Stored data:
◆ ◆ ◆ ◆ ◆ ◆ ◆

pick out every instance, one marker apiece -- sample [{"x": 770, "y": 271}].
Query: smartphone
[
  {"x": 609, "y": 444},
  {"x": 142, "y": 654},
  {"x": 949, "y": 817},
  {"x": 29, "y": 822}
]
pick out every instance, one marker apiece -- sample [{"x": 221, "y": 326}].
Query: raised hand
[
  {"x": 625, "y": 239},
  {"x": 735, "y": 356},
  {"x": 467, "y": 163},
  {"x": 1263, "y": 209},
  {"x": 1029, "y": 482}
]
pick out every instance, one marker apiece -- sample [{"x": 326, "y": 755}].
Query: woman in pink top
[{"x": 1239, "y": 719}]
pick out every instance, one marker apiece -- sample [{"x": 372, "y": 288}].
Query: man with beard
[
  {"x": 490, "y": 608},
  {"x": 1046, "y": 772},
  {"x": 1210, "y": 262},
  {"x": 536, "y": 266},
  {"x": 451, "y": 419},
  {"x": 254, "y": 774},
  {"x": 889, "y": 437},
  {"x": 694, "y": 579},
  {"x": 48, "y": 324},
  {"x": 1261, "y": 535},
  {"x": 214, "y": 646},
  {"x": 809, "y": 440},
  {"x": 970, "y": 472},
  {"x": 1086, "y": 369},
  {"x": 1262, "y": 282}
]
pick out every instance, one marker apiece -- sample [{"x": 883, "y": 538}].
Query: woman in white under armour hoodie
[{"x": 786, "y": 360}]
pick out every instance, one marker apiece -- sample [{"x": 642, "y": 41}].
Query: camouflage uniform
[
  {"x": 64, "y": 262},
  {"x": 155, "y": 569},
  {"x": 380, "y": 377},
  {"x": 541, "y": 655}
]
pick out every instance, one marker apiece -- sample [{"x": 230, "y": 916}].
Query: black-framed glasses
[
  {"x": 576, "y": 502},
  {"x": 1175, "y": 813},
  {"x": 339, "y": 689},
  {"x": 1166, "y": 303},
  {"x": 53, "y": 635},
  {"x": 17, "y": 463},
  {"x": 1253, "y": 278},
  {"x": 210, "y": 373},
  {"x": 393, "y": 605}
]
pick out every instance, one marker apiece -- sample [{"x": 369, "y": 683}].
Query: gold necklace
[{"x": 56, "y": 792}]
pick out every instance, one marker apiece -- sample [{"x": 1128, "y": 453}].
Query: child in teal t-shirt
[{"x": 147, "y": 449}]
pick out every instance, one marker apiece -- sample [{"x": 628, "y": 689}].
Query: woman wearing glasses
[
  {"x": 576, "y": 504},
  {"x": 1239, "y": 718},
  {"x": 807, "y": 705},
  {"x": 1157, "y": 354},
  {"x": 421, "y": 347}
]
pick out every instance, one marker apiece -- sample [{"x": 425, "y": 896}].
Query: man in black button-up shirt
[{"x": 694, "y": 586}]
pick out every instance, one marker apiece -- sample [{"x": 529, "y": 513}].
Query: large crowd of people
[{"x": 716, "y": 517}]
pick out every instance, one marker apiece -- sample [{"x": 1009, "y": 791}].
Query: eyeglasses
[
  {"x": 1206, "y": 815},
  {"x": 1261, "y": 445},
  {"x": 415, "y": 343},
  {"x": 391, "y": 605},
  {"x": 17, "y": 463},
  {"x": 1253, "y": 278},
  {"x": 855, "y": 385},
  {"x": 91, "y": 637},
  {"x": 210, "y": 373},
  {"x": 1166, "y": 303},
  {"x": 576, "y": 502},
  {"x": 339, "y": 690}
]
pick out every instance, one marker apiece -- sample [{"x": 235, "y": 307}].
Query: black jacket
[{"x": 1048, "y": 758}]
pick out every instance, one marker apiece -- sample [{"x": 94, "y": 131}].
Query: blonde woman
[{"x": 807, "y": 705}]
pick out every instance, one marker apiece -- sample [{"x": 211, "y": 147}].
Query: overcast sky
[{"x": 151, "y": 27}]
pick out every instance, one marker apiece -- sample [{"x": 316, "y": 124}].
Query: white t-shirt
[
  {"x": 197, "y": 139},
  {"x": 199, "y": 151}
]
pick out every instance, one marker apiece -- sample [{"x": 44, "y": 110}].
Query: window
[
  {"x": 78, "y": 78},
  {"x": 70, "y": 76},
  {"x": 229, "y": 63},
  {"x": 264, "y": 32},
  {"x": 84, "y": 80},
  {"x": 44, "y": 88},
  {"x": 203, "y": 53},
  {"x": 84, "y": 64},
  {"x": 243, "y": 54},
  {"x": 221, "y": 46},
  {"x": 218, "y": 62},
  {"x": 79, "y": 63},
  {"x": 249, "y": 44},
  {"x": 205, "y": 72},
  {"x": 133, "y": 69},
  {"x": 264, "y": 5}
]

◆ ◆ ◆ ◆ ◆ ◆ ◆

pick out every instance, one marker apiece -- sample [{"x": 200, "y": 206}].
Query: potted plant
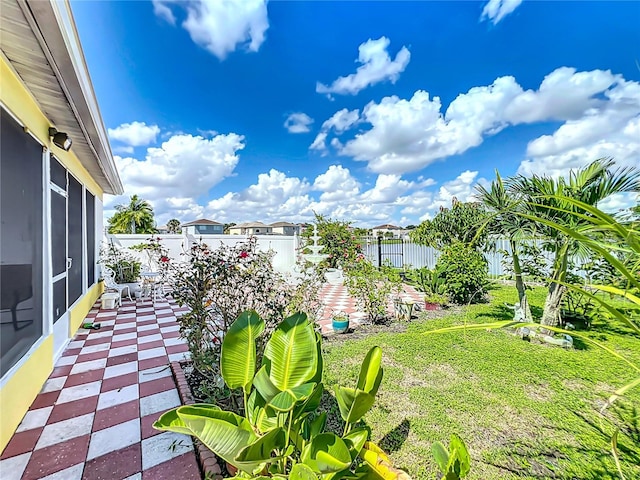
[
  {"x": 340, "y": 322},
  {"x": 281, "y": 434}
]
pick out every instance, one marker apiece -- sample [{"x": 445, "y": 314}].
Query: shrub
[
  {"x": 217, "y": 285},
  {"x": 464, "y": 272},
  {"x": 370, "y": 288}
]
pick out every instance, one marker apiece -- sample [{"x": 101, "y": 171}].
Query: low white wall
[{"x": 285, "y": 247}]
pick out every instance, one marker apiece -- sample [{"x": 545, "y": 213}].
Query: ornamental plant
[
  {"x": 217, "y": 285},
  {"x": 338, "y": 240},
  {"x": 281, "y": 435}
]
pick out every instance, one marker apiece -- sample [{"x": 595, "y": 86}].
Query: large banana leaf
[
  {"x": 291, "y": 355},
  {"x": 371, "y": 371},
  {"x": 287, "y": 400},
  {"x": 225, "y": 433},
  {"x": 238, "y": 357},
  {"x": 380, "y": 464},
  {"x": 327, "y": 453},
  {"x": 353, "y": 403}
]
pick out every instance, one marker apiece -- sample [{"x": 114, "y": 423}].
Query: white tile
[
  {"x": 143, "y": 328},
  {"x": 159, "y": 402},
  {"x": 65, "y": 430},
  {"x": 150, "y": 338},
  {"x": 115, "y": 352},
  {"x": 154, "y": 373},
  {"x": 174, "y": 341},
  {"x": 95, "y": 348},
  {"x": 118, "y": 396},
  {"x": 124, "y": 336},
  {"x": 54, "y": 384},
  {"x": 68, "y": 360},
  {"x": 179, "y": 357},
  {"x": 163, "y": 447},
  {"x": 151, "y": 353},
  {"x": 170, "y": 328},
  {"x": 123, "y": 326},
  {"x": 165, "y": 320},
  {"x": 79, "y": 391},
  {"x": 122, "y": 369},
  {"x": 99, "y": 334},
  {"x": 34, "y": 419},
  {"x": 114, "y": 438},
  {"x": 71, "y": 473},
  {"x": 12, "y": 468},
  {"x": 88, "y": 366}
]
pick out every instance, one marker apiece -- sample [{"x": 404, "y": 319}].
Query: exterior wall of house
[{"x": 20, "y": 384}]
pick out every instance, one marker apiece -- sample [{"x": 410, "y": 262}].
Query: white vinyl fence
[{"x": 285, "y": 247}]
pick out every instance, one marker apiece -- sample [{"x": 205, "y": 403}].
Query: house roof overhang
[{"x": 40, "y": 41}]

◆ ◆ ◆ ◆ ◆ ◆ ◆

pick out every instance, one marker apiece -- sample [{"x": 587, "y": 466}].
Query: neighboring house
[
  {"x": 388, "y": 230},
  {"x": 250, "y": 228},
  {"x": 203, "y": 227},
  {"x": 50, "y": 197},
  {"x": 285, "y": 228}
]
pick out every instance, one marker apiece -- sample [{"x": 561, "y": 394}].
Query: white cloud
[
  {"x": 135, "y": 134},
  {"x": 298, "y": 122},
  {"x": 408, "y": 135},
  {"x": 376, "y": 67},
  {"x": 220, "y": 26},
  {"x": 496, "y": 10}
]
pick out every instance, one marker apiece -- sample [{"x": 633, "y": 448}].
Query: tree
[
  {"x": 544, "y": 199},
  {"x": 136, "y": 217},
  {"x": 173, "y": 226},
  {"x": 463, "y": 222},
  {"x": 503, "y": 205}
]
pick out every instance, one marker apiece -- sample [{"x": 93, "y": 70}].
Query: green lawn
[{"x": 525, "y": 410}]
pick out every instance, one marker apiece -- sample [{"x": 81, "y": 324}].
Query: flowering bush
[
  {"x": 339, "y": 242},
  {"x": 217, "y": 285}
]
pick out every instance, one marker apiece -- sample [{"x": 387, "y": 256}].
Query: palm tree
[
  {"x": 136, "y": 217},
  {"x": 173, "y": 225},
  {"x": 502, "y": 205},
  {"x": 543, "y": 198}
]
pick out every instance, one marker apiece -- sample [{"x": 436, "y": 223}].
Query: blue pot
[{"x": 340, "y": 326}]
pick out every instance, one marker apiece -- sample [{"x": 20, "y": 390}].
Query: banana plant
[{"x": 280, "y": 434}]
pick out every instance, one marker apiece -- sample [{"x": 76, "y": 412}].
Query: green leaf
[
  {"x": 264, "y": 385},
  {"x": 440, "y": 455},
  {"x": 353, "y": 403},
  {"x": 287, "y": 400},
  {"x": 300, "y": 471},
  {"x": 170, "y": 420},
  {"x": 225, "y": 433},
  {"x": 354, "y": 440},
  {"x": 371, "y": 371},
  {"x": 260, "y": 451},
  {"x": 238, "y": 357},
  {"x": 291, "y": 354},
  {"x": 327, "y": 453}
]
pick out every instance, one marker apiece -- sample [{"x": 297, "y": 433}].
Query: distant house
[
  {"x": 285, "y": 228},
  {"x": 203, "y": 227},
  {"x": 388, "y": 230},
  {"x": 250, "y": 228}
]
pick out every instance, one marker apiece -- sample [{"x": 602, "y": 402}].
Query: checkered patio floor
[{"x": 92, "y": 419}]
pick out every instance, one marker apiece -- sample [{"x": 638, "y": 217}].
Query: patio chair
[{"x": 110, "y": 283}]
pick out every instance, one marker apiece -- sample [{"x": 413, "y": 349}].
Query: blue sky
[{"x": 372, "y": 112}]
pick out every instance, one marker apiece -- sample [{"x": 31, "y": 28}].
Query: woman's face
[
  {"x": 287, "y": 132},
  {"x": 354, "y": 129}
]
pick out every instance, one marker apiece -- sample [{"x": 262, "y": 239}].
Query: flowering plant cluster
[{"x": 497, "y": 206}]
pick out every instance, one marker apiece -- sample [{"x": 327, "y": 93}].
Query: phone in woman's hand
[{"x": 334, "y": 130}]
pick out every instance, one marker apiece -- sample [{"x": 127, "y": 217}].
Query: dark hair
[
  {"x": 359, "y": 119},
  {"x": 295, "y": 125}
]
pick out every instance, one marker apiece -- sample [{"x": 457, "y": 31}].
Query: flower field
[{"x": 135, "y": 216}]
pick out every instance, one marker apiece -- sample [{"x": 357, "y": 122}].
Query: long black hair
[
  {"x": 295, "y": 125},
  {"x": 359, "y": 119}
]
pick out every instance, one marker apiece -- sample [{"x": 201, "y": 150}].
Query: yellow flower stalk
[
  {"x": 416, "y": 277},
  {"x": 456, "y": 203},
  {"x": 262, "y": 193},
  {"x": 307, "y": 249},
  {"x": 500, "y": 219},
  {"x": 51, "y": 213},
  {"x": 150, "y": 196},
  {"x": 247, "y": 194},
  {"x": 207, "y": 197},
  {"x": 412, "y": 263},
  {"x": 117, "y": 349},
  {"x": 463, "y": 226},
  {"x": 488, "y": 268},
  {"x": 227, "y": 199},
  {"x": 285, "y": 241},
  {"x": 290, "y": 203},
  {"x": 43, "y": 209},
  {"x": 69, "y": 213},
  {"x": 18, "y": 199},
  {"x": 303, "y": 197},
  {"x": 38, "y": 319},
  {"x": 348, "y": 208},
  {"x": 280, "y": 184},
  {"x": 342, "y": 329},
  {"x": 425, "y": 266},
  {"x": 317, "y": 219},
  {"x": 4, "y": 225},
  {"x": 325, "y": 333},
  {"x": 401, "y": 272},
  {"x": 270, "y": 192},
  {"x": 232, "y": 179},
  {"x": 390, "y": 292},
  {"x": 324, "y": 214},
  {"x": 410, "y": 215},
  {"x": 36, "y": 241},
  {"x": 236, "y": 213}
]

◆ ◆ ◆ ◆ ◆ ◆ ◆

» PROBLEM TO SOLVE
How many lines of the items above contain the string "black"? Case counts; give only the number.

» WRITTEN SOLUTION
4